EXCERTO DO TEXTO:
- - - - - - -
A dedução dos pagamentos especiais por conta a todo o valor apurado nos termos daquele artigo 90.º, n.º 1, alínea a), resultava também do teor explícito do artigo 93.º, n.º 1, do CIRC, na redacção anterior à Lei n.º 2/2014, de 16 de Janeiro, ao estabelecer que «a dedução a que se refere a alínea c) do n.º 2 do artigo 90.º é efectuada ao montante apurado na declaração a que se refere o artigo 120.º do próprio período de tributação a que respeita ou, se insuficiente, até ao quarto período de tributação seguinte, depois de efectuadas as deduções referidas nas alíneas a) e b) do n.º 2 e com observância do n.º 7, ambos do artigo 90.º». ( [2] )
O montante apurado na declaração a que se refere o artigo 120.º inclui as quantias relativas a tributações autónomas, não havendo qualquer outra declaração específica para este efeito, nem antes nem depois da Lei n.º 7-A/2016.
Na verdade, as declarações previstas no artigo 120.º do CIRC são elaboradas num único modelo oficial aprovado por despacho do Ministro das Finanças, nos termos dos artigos 117.º, n.º 1, alínea b), e n.º 2, do CIRC.
Assim, em face do preceituado na alínea c) do n.º 2 do artigo 90.º e no n.º 1 do artigo 93.º do CIRC, até à Lei n.º 7-A/2016, nada no teor literal do CIRC obstava à dedução das quantias dos pagamentos especiais por conta à totalidade colecta de IRC que foi determinada nos termos daquele n.º 1 do artigo 90.º, inclusivamente a derivada de tributações autónomas, dentro do condicionalismo aí previsto.
- - - - - - -
BLOCO DE DADOS:
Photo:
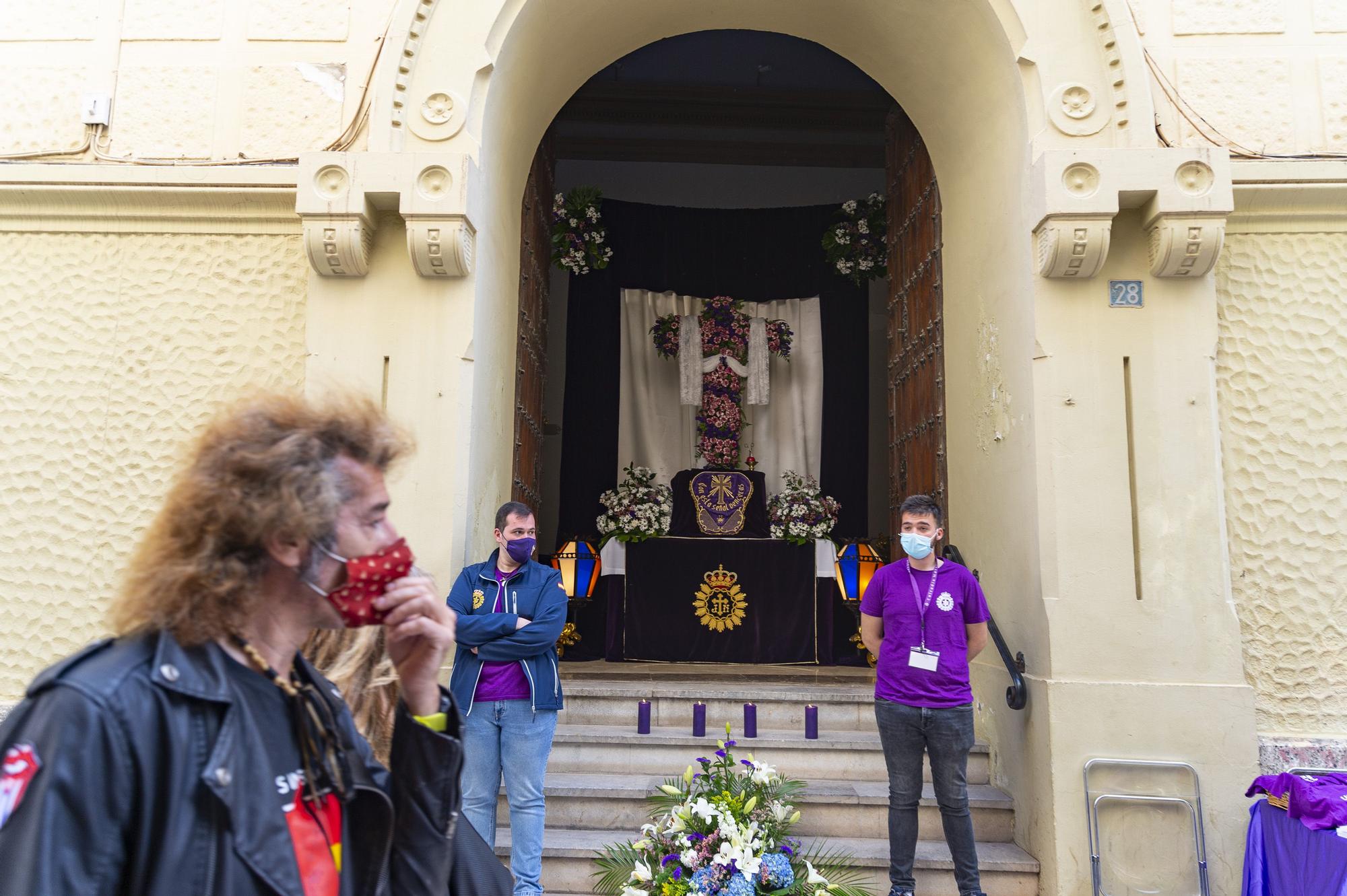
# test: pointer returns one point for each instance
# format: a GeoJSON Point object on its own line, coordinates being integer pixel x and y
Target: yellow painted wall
- - - - - - -
INSTRUÇÕES:
#1 Responda às perguntas seguintes com base no excerto sobre os pagamentos especiais por conta.
(a) A redação do artigo 93.º, n.º 1, do CIRC citada no excerto é anterior a que lei?
(b) Segundo o excerto, o montante apurado na declaração a que se refere o artigo 120.º inclui as quantias relativas a quê?
(c) Por que meio é aprovado o modelo oficial único das declarações previstas no artigo 120.º do CIRC?
#2 Copie sem qualquer alteração o trecho do excerto sobre os pagamentos especiais por conta, desde "Na verdade, as" até "2, do CIRC.", inclusive.
A listagem não serve para nada do que aqui se pede.

EXERCÍCIO RESOLVIDO:
#1
(a) À Lei n.º 2/2014, de 16 de Janeiro.
(b) A tributações autónomas.
(c) Por despacho do Ministro das Finanças.

#2
Na verdade, as declarações previstas no artigo 120.º do CIRC são elaboradas num único modelo oficial aprovado por despacho do Ministro das Finanças, nos termos dos artigos 117.º, n.º 1, alínea b), e n.º 2, do CIRC.